### EXERCISE A:
Count the lines in the entries below that contain the word "pane", treating uppercase and lowercase as different, and give only the number.
--- Start SOURCE TEXT ---
Bancorp asserts it validly exercised its option to terminate the ODFI Agreement for safety and soundness reasons, under § 5.2 of the agreement. Dkt. 1-1 (“Mot. Br.”) at 4-5. Section 5.2 provides in relevant part:
Bancorp may at its sole discretion terminate this Agreement immediately and without notice in order to ensure compliance with the law and/or assure its regulators of the safety and soundness of its operations relative to Processor.Summers Decl., Ex. A §5.2.
II. Procedural Background
On January 21, 2020, Cachet filed a voluntary petition for Chapter 11 bankruptcy relief in the United States Bankruptcy Court for the Central District of California (the “Bankruptcy Court”). BA Dkt. 1; AP FAC ¶ 121. On January 24, 2020, the Delaware District Court stayed the Interpleader Action pending direction from the Bankruptcy Court. IA Dkt. 247.
As of the filing of the FAC, 192 Proofs of Claim were filed against Cachet's estate in the Bankruptcy Action. AP FAC ¶¶ 121-24. In September 2020, Bancorp filed two Proof of Claims against Cachet's estate, later amending one of its claims in August 2021. See Dkts. 11-1, 11-2, 11-3 (Cachet RJN, Exs. 1-3). Bancorp asserts claims for indemnity under the ODFI Agreement for the attorney's fees it incurred in connection with the MPHR and DD Care Incidents and the Interpleader Action. See generally id.
On February 9, 2021, Cachet and Bancorp entered into a stipulation to seek limited relief from the stay in the Interpleader Action and establish a process for the distribution of the Stake to the Remarketers and litigation of the parties' crossclaims and/or counterclaims. Summers Decl., Ex. C; Dkt. 11-14 (Cachet RJN, Ex. 14). On March 9, 2021, the Bankruptcy Court approved the parties' stipulation and granted Bancorp and Cachet leave to file counterclaims and crossclaims in the Interpleader Action. Dkt. 11-6 (Cachet RJN, Ex. 6).
--- End SOURCE TEXT ---
### EXERCISE B:
Copy the passage of the court excerpt above that starts at "Bancorp asserts it" and ends at "Ex. A §5.2.", and switch "Processor" to "Vendor" wherever it appears.
--- Start THE DATA ---
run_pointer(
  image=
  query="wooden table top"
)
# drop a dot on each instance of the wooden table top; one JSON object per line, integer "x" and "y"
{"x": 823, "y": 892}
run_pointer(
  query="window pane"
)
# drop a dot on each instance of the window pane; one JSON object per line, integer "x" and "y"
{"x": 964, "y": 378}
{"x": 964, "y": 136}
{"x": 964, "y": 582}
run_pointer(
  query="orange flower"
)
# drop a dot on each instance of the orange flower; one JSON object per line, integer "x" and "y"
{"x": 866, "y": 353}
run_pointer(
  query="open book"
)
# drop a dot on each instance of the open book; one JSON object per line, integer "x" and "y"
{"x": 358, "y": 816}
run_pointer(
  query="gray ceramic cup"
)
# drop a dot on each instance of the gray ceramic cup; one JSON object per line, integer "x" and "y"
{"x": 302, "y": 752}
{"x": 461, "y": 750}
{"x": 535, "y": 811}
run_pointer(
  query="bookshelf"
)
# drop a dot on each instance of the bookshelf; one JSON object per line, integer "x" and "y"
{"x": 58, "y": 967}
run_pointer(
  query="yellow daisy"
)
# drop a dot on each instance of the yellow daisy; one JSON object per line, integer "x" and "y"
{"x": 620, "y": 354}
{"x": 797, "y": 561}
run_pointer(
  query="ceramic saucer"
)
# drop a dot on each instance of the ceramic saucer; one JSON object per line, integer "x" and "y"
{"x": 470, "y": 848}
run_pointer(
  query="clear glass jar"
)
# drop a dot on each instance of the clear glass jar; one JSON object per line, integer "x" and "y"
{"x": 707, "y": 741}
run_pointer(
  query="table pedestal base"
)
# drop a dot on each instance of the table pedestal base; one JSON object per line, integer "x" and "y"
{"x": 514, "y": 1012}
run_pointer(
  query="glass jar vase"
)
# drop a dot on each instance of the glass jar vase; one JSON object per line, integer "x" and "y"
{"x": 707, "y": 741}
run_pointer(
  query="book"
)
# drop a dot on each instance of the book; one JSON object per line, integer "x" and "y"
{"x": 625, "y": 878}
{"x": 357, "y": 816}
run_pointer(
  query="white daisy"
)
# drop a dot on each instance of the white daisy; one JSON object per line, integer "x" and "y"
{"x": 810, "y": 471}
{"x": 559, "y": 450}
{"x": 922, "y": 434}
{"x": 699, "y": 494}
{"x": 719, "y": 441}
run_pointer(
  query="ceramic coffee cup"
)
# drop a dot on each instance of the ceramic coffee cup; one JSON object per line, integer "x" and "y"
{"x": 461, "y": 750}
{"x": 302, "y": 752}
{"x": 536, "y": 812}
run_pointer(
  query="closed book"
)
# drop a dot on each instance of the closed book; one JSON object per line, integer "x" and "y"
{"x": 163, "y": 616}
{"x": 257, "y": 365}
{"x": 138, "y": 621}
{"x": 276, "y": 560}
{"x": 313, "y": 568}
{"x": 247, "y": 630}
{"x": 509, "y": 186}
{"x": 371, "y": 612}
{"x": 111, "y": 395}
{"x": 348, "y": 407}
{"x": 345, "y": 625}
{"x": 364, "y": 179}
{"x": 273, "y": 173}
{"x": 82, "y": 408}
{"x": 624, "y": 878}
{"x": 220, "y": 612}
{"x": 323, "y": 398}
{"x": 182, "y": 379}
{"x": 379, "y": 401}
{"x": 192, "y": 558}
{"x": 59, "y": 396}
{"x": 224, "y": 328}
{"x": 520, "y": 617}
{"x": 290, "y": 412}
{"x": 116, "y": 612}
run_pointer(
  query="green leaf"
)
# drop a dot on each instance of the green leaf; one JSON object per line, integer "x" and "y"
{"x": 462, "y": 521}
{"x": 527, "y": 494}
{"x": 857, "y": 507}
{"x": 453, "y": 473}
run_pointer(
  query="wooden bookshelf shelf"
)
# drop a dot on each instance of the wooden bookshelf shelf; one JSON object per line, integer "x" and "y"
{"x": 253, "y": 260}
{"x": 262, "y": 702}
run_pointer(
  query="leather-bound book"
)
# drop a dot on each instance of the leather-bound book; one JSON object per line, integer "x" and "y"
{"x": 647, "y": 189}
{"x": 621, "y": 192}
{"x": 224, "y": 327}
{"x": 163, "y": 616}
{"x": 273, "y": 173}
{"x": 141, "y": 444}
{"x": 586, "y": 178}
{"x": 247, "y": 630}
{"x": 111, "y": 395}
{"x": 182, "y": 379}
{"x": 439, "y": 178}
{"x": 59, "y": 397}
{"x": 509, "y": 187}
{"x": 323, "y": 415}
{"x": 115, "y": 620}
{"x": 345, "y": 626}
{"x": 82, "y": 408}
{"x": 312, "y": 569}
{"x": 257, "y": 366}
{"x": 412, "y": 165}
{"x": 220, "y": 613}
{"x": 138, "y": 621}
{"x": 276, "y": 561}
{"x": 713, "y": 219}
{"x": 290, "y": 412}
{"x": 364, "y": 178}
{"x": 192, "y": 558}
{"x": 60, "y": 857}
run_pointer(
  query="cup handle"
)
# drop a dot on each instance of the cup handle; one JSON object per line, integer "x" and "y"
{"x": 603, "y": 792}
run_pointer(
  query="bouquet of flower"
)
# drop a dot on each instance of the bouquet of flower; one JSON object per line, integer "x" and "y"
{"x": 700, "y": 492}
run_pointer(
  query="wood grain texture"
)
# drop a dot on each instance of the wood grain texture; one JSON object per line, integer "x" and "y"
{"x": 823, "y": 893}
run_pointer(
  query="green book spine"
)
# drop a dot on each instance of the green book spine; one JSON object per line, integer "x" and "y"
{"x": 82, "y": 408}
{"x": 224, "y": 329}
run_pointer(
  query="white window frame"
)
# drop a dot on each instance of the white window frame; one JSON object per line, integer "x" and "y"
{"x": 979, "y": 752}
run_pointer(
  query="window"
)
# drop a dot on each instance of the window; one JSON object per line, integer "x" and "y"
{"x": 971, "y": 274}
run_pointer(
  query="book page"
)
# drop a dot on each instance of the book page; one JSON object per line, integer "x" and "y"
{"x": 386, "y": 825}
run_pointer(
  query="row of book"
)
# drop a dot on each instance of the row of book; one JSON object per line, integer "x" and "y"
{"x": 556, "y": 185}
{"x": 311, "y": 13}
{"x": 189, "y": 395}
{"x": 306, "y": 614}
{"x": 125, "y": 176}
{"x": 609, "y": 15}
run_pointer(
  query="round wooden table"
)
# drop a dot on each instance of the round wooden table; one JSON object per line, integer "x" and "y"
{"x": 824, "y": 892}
--- End THE DATA ---
### PROBLEM SOLUTION A:
2

### PROBLEM SOLUTION B:
Bancorp asserts it validly exercised its option to terminate the ODFI Agreement for safety and soundness reasons, under § 5.2 of the agreement. Dkt. 1-1 (“Mot. Br.”) at 4-5. Section 5.2 provides in relevant part:
Bancorp may at its sole discretion terminate this Agreement immediately and without notice in order to ensure compliance with the law and/or assure its regulators of the safety and soundness of its operations relative to Vendor.Summers Decl., Ex. A §5.2.